Photo-based referring expression data:
--- START ---

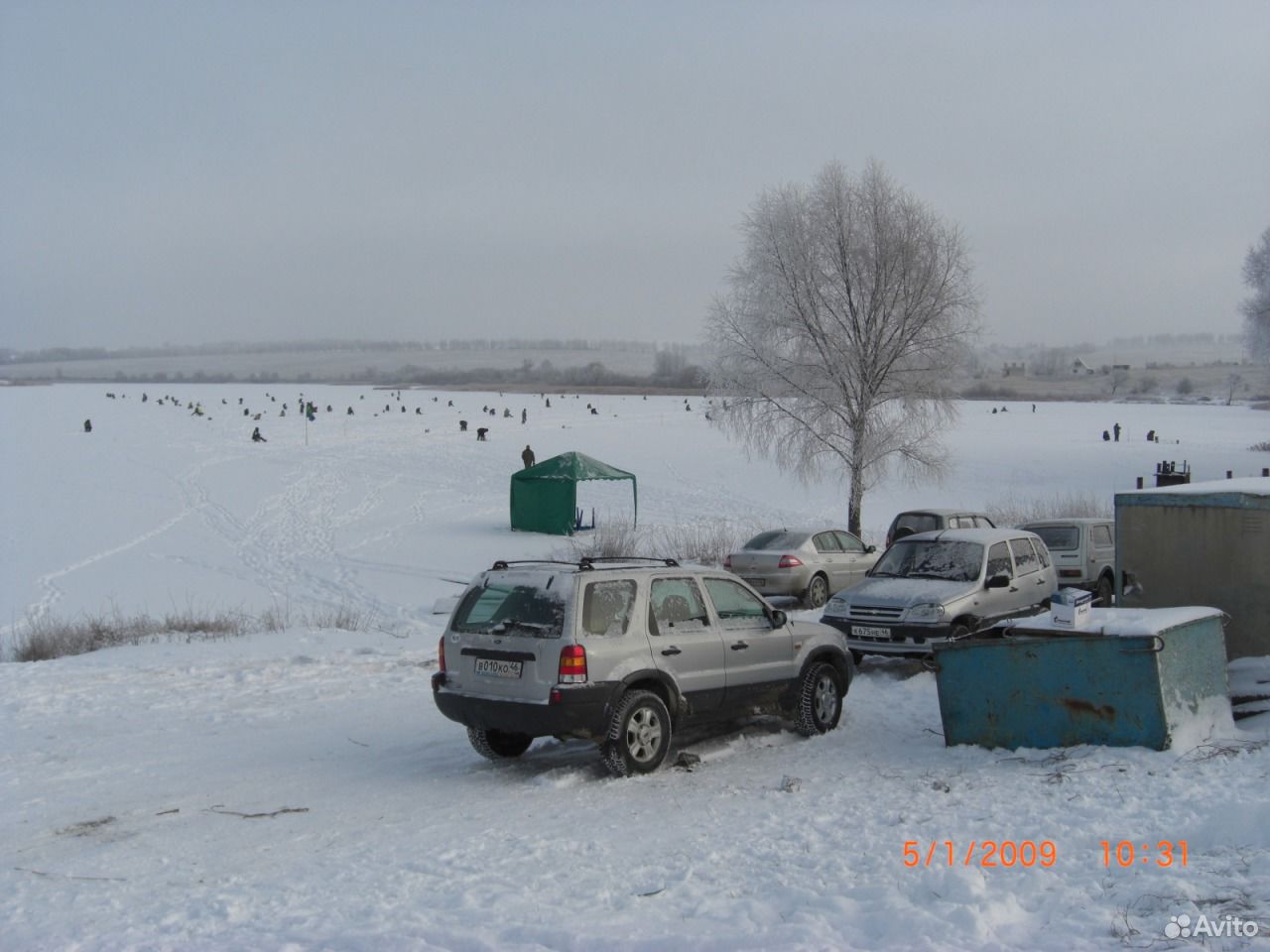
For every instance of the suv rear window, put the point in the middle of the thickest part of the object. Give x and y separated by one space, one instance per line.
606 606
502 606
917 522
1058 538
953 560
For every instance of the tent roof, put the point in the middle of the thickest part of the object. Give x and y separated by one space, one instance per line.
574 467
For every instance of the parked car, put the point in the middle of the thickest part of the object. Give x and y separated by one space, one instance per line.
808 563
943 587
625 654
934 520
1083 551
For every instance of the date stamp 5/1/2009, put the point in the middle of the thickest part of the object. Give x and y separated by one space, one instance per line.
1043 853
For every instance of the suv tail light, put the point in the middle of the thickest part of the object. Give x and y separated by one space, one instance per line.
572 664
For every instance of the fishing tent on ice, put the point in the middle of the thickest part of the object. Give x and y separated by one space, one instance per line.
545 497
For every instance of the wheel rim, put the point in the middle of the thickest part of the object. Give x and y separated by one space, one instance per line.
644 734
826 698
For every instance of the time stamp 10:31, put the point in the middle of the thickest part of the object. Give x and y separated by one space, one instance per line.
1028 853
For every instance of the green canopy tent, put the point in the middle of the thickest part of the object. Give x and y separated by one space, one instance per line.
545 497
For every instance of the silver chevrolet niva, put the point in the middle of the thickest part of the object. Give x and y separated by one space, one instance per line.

--- END ---

◆ **Task instructions**
Starting at the line that contains "For every instance of the time", copy every line down to the last line of the records above, exactly as written.

◆ **Finished exercise**
For every instance of the time stamp 10:31, put the point in the middle of the thickest part of the object. Give x and y separated by one space, one instance per line.
1028 853
For every instance of the green canopy tent, put the point in the middle of the thickest part of the object. Give x and y separated by one space, one instance per line.
545 497
For every instance of the silver chevrolet niva, put the point in the middle of the thickest part of the object. Give x and y separated by one space, one instance per line.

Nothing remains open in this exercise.